To be done = Please count the lines below that contain the word "object" and give only the number.

Task material =
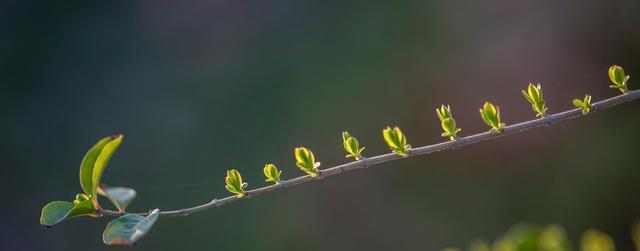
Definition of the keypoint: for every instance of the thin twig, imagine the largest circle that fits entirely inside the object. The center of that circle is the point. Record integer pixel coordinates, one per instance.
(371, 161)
--
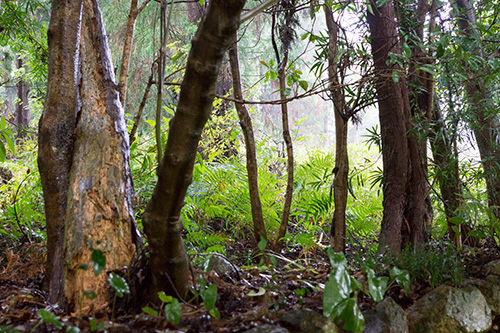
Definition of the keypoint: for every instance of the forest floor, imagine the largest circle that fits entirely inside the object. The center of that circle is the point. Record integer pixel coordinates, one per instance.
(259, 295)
* * *
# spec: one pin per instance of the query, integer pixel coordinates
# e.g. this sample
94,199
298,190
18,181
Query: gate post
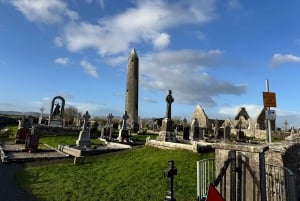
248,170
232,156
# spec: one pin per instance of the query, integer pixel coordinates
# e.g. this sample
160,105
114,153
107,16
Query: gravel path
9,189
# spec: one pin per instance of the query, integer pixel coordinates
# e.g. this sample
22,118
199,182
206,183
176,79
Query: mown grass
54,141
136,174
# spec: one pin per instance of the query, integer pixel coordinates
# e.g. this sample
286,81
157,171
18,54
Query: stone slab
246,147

Finished exercise = 2